Work to do: Rewrite the stretch from the line containing "like x=468, y=112." through the line containing "x=166, y=201", renaming "pin" to "marker" wherever it occurs and changing nothing else. Give only those lines, and omit the pictures.

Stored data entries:

========================================

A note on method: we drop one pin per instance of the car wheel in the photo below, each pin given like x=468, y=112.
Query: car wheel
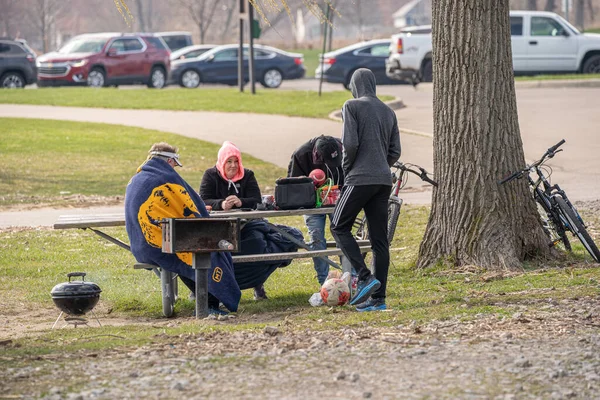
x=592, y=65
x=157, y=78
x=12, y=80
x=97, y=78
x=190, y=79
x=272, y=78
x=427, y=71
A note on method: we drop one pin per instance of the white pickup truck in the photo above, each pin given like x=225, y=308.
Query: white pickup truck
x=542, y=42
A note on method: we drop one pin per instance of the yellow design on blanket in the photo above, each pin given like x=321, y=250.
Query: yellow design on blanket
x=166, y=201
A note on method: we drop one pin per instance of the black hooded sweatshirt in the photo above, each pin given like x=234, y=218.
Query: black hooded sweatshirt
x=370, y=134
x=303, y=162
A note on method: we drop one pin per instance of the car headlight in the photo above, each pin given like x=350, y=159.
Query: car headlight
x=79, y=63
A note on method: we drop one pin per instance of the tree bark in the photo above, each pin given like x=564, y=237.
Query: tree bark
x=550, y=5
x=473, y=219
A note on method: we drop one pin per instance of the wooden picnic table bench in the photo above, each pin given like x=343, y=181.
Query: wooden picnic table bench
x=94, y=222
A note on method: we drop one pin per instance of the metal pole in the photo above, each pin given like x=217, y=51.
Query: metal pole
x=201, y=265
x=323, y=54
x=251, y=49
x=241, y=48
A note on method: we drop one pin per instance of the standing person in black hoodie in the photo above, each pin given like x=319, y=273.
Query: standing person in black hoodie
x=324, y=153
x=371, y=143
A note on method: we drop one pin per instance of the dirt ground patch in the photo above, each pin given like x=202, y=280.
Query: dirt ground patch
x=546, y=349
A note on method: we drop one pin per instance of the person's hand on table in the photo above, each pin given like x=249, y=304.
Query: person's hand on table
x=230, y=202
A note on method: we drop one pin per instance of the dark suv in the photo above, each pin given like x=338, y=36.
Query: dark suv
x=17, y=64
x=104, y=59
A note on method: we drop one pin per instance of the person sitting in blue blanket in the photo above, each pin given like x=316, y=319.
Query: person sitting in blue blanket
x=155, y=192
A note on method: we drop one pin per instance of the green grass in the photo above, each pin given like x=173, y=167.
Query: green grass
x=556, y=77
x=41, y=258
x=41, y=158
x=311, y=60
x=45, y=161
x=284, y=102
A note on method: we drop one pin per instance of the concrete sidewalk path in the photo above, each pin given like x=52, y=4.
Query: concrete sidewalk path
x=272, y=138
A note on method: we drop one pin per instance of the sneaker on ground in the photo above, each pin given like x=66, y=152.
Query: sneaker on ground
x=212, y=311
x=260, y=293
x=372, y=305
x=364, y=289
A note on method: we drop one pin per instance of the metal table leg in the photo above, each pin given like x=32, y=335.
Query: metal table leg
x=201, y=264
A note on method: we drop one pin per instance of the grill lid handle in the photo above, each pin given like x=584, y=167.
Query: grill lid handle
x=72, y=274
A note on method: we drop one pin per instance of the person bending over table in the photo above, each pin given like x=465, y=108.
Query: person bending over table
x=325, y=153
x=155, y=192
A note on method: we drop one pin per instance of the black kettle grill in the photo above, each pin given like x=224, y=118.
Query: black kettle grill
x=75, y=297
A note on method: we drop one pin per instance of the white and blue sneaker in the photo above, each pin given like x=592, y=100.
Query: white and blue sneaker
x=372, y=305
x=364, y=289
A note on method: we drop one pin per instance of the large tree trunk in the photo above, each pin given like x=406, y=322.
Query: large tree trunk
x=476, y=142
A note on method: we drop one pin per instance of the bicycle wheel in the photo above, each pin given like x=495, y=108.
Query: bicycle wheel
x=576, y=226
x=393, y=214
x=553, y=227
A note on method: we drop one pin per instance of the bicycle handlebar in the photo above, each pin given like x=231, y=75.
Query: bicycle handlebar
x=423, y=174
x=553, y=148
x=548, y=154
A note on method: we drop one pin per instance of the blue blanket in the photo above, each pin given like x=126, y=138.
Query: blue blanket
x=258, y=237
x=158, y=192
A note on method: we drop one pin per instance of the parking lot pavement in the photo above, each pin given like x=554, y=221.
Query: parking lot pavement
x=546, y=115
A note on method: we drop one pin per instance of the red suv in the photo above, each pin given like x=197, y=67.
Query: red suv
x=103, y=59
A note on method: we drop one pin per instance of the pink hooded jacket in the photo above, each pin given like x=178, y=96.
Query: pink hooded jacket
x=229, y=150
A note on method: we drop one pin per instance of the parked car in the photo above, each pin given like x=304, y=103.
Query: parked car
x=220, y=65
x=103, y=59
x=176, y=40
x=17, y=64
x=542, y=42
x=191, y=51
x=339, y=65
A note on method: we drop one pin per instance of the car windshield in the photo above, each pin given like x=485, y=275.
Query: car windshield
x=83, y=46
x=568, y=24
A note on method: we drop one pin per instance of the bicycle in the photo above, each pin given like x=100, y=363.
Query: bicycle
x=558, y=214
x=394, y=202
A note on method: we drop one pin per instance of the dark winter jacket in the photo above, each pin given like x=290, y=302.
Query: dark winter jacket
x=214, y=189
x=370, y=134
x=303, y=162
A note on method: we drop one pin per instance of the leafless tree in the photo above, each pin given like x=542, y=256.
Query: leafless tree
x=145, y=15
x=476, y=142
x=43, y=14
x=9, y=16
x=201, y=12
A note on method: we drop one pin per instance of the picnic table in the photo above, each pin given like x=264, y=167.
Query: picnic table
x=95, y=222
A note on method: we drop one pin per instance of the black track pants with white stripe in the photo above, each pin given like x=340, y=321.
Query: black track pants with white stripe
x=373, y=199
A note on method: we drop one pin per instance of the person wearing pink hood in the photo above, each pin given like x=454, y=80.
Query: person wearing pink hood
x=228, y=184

========================================

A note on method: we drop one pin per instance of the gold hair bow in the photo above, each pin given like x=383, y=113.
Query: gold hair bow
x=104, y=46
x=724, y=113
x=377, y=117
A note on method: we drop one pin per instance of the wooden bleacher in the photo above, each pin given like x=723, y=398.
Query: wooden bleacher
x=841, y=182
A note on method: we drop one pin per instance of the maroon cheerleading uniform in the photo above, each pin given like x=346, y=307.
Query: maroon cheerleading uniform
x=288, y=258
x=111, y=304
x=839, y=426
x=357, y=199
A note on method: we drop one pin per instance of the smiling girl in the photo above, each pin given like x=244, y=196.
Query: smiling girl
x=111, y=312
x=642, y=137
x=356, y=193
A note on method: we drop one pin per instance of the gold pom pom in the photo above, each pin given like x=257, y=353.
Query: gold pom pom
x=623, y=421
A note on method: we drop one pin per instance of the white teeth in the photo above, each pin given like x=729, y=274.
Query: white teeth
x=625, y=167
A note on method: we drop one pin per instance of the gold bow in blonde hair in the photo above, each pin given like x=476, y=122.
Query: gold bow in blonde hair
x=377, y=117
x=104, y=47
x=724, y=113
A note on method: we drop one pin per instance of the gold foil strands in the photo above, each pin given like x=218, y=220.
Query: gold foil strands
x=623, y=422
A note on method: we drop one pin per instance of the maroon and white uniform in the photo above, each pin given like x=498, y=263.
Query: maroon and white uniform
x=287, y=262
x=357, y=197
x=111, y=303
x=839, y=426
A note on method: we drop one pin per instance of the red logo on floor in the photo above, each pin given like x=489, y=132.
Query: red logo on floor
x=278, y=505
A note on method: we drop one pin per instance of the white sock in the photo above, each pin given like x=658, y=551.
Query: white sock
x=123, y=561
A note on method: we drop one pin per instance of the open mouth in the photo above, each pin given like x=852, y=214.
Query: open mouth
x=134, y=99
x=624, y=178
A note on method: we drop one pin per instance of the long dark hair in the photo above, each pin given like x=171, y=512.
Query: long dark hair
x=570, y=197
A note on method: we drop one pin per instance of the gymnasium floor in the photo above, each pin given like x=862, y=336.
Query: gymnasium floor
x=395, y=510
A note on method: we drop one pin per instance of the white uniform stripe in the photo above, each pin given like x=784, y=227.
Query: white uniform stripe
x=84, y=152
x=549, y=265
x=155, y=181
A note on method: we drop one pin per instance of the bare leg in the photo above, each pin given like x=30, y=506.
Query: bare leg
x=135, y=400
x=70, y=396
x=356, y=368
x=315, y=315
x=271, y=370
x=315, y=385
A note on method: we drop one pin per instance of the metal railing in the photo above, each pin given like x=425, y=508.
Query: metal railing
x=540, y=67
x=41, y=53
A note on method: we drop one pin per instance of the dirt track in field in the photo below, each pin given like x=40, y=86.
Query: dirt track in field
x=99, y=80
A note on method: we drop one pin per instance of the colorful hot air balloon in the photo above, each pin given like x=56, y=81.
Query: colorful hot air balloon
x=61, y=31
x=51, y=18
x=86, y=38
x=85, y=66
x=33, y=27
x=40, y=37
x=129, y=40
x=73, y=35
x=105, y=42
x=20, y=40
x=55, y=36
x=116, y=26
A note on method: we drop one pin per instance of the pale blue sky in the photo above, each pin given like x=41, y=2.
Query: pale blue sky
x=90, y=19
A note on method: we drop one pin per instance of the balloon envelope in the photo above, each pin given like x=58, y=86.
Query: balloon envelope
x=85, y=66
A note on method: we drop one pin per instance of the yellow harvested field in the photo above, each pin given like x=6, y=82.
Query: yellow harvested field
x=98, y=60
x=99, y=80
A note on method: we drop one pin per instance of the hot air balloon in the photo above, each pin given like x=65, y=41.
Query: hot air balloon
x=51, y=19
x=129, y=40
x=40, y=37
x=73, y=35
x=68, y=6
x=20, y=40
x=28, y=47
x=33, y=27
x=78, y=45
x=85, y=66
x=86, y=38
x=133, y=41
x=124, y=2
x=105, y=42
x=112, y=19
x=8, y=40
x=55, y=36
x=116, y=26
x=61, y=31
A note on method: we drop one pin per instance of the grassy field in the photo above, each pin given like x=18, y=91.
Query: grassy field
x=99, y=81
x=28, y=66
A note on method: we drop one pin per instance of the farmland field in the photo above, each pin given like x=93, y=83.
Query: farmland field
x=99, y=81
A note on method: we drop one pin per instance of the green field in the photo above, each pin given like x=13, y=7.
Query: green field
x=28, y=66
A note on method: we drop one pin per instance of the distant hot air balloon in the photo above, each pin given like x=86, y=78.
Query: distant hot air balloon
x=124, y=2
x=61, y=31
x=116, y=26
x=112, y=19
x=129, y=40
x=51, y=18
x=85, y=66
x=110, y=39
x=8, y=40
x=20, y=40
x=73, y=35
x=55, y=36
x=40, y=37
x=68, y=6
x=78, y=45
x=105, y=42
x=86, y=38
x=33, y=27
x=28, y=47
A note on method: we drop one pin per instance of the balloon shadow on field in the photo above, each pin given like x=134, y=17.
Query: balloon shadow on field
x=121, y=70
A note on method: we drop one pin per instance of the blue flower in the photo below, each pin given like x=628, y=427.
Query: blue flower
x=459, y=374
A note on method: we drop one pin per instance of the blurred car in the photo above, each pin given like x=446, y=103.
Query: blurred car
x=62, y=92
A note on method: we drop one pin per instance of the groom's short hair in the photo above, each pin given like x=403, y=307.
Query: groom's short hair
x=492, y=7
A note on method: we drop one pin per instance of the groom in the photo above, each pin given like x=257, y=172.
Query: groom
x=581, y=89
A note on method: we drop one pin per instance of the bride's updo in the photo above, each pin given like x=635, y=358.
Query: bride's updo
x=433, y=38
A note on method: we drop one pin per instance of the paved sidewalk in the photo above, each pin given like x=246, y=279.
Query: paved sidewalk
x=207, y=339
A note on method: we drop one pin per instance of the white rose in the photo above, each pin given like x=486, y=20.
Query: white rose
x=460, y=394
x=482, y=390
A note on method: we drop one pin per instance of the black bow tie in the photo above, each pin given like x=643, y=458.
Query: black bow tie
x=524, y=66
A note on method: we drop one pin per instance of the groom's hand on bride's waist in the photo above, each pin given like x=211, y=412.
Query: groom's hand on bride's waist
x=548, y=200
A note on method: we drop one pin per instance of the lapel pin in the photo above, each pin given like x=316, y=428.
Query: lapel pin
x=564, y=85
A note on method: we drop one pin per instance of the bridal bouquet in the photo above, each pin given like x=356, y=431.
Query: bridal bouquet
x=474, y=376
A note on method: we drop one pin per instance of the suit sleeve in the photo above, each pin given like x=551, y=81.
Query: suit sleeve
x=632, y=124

========================================

Exercise response:
A note on method: we drop one marker per instance of the car wheel in the photo below, each marker given like x=468, y=112.
Query: car wheel
x=592, y=65
x=157, y=78
x=12, y=80
x=97, y=78
x=190, y=79
x=272, y=78
x=427, y=71
A note on method: we drop one marker per instance of the white pickup truck in the photo above, each marker given like x=225, y=308.
Query: white pickup truck
x=542, y=42
A note on method: we drop one marker per instance of the yellow design on blanket in the photo above, each marker given like x=321, y=250.
Query: yellow design on blanket
x=166, y=201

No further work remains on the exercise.